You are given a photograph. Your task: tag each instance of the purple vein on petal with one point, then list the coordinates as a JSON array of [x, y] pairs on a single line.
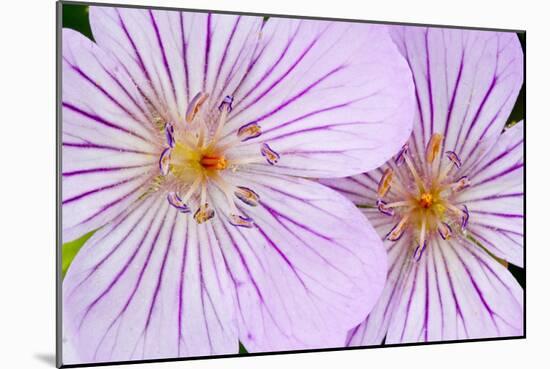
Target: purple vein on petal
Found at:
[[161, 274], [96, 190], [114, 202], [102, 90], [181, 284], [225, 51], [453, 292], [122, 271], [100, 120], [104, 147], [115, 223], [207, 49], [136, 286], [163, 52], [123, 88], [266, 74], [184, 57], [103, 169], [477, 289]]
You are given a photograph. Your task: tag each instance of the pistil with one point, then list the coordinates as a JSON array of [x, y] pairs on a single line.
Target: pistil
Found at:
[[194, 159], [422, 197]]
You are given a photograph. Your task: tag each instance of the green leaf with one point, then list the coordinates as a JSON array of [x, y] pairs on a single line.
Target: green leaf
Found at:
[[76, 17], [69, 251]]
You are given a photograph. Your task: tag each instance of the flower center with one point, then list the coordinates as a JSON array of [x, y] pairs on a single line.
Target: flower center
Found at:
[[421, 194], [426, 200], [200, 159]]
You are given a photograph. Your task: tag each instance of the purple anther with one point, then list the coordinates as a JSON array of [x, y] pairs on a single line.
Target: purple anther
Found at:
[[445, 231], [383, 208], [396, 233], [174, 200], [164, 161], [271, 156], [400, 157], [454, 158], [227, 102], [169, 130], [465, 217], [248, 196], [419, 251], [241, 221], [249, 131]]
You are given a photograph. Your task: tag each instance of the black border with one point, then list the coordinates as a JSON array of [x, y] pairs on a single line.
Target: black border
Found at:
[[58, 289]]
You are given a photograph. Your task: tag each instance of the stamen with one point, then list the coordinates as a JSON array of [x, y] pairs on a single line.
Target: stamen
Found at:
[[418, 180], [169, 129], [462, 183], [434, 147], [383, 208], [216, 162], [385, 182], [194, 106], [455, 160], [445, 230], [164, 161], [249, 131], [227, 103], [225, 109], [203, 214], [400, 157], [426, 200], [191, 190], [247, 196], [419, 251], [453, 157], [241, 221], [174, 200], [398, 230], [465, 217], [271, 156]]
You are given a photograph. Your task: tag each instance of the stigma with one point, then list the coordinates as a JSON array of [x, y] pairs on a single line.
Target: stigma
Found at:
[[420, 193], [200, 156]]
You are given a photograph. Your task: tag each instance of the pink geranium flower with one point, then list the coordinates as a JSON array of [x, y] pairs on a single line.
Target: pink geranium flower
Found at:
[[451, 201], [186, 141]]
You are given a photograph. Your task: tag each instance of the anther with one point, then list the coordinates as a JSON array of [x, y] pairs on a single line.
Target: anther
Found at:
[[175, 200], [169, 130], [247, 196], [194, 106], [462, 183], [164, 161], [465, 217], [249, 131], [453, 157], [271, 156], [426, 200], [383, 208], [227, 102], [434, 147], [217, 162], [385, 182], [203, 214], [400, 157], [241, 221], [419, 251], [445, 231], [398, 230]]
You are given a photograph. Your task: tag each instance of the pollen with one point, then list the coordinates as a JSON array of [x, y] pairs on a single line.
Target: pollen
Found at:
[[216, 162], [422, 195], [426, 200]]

══════════

Reproduce the records word for word from the very first line through the line containing "[[58, 289]]", including that line. Leave the pictures out.

You are given a photograph. Your task: tag each instance of the purple vein on petal with one point, then list the coordinates as a JSON array of [x, y] pairs on a single line.
Target: purple vein on petal
Found at:
[[161, 274], [96, 190], [114, 202], [102, 90], [181, 284], [225, 51], [453, 292], [122, 271], [100, 120], [104, 147], [115, 223], [207, 49], [136, 286], [163, 52], [123, 88], [266, 74], [184, 57], [103, 169], [477, 289]]
You are given a photograph. Your task: tag each instance of the pistil with one point, then list the coordinates as a JSON array of [x, y] pairs on a single line.
Target: pistil
Found at:
[[194, 159], [422, 197]]
You are given a photograph. Your task: tag each instance of the green leaf with one point, then list the coordinates as a JSON array of [x, y] pairs on a single line.
Target: green leaf
Found at:
[[76, 17], [69, 251]]
You are given a photograph. Your task: tag each instance of the flower center with one point, then list the coordinates as a JSON array of [x, y] pairs on a single line.
Target: flower center
Found at:
[[421, 194], [426, 200], [200, 159]]
You are given a photograph. Your task: tag each instance of the purple anther with one point, then list the coordinates as a JSON array of [x, y] pairs on a single line.
Target: purple anther
Found at:
[[445, 231], [383, 208], [396, 233], [174, 200], [164, 161], [271, 156], [400, 157], [454, 158], [227, 102], [169, 130], [465, 217], [248, 196], [419, 251], [241, 221], [249, 131]]
You are given a photograph. Your task: tag each instance of the black border with one point, then list the coordinates as a JSON array of [x, y] pairs on a single line.
Target: black border
Found at:
[[58, 289]]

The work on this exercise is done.